→ WORK ORDER
Continue the page on Simpson's paradox and causal inference from its last sentence, "As the saying goes, correlation does not imply causation."

→ DOCUMENT SEGMENT
__________________________________________________

Simpson's paradox and causal inference with observational data

TL;DR: Simpson's paradox is a favorite mathematical curiosity. It is inextricably linked to causal inference. When building machine learning models on real-world medical evidence, Simpson's Paradox is something we should be prepared for. This is one aspect of drawing inferences from observational data that marks it as different from randomized controlled trials. When we are interested in making predictions without intervention, Simpson's Paradox is not a danger, merely a confusing annoyance; it won't lead us to false predictions, though it may hamper interpretation. However, when we want to draw causal conclusions, some assumptions about the world are necessary to escape the paradox.


In [1]:
__author__ = 'Adam Foster'

$\newcommand{\prob}{\mathbb{P}}$ $\newcommand{\expect}{\mathbb{E}}$ $\newcommand{\cond}{\,|\,}$

Prediction and causal inference with observational data

In the world of healthcare, there is increasing pressure to leverage observational data, collected amongst a broad population outside of experimental controls, to better understand efficacy, safety, and the value of treatments in practice. The data for these efforts can come from numerous, disparate sources: prescription patterns, public health indicators, medical ontologies, and more traditional health data sources like insurance claims and electronic health records. A single study might integrate many such data sets to produce a vast, detailed picture of the relevant populations, behaviors, and responses.

In this post, we consider two different goals one might have for studies using such observational data:

  1. Prediction: To make predictions about future outcomes, based on models we train from the data we have now.

  2. Causal inference: To understand which of the many hundreds of variables in our model are driving the change – which have a causative effect on the outcome.

Simpson's Paradox (a special case of the reversal paradox \cite{tu2008}) is a famous counter-intuitive result in statistics showing that results can appear, disappear, or even become reversed within the same data set depending on how one chooses to break the population into subgroups. This is relevant to both goals, but it affects them differently. For the prediction problem, Simpson's Paradox is really just an annoyance. For the causal inference problem, it is more serious.

Let's start by stating the two goals more precisely and identifying just how they differ.

Prediction vs. causal inference

An associational predictive statement might look like,

People who take this treatment are likely to get better

where the intention is identify a pattern that one expects to hold for new cases, without making any claim about why the pattern occurs.

In contrast, a causal statement like

This treatment makes people get better

explicates the nature of the connection between treatment and outcome and implicitly says that people who don't get the treatment will not get better (assuming everything else is held constant). We expect the predictive statement also to be true if the causal one is, but the reverse is not true. As the saying goes, correlation does not imply causation.

__________________________________________________

→ DATA FOR ANALYSIS

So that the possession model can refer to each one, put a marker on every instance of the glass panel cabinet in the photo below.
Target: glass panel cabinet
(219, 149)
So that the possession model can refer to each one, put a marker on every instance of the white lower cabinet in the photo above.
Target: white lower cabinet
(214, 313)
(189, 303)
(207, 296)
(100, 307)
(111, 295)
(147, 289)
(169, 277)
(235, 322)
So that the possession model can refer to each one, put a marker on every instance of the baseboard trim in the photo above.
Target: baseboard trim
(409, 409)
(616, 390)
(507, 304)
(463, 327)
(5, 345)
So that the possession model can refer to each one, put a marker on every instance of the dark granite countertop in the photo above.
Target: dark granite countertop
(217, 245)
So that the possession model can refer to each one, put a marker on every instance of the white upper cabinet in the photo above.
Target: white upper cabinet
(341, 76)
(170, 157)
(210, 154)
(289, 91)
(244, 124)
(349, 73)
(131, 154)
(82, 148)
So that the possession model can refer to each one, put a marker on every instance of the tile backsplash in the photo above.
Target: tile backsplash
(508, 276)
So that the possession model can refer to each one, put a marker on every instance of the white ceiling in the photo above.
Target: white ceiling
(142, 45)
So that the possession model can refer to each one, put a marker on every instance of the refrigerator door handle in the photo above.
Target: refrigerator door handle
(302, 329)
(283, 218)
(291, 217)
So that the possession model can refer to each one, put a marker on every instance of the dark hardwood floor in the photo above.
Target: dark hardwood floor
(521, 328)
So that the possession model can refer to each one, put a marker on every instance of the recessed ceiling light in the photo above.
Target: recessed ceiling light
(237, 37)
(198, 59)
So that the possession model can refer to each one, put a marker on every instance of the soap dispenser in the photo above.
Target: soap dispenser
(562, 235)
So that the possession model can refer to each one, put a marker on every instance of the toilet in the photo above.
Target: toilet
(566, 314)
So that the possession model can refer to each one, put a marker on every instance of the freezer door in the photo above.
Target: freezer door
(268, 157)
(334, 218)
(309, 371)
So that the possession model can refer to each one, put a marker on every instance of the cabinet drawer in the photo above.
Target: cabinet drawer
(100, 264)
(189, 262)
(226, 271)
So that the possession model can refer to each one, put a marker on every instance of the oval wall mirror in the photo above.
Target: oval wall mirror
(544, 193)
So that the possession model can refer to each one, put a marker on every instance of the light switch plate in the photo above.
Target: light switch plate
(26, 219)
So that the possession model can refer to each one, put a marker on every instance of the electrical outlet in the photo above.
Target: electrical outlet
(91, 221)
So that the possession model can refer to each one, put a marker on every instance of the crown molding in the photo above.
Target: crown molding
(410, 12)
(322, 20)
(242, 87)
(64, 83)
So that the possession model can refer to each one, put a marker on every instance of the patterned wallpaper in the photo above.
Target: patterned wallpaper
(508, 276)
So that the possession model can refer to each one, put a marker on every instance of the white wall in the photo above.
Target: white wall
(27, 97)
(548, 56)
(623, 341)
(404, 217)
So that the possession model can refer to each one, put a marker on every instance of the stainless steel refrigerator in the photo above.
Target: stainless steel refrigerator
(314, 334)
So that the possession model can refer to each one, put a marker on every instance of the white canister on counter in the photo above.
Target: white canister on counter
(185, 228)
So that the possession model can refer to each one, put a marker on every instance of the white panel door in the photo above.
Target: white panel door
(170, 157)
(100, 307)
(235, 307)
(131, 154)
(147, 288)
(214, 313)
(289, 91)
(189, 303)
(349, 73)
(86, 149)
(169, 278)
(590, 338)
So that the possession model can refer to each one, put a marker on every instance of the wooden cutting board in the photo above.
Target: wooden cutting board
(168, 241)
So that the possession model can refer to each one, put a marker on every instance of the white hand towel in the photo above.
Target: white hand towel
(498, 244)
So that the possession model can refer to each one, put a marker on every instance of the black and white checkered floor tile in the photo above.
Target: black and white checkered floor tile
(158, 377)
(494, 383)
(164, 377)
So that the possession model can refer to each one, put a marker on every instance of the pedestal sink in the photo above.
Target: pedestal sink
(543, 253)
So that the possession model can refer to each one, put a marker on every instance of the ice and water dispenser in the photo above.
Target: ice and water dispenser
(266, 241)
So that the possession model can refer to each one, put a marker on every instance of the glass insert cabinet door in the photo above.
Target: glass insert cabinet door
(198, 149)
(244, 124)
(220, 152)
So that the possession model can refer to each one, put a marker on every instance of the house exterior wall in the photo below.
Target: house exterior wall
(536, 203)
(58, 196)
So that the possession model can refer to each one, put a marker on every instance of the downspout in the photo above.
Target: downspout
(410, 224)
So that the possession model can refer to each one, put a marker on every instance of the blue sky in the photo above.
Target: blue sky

__________________________________________________

→ ANSWER BOX
In the context of healthcare, making a causal claim where only a predictive one holds can have very serious consequences. The randomized control design of clinical trials is meant to help us avoid such mistakes. With observational data, the risks of such mistakes are greater, and Simpson's Paradox helps us to see why, as it results from faulty causal reasoning \cite{pearl2003}. In this way, the paradox serves as a warning bell that we need some solid causal assumptions before we can proceed with causal inference from our observational data.

Data in this post

This post tells a story about making causal inference using real-world evidence. However, all the data in the post are simulated. The primary advantage of this is that it allows us to specify the data generation process for ourselves, which allows us to control the correlations and causal effects to expose interesting patterns.

Simpson's paradox: take 1

In our first example, we illustrate a classic Simpson's Paradox pattern: a relationship that holds for the overall population is reversed for every subgroup.

Suppose we wish to study the effect of two treatments: Treatment 1 (existing therapy) and Treatment 2 (experimental gene therapy) on response. A lower response is better. Suppose the data arose from a real-world study into the two treatments, thereby creating inherent uncertainty about how to properly define our model.

We begin by plotting the response of each patient, graphically separated by which treatment they were receiving (all code for this post is available here):


In [2]:
%matplotlib inline
from causal_inference_support import *

In [3]:
data = get_dataframe(data_generator1(), 200)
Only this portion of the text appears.